* Begin Extracted material *
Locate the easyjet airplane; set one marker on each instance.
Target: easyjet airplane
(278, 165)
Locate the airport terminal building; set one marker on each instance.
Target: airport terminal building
* End Extracted material *
# Do this:
Switch "airplane" to "aircraft" throughout the lines above and write them out again with nothing else altered.

# Written solution:
Locate the easyjet aircraft; set one marker on each instance.
Target: easyjet aircraft
(278, 165)
Locate the airport terminal building; set one marker on each instance.
Target: airport terminal building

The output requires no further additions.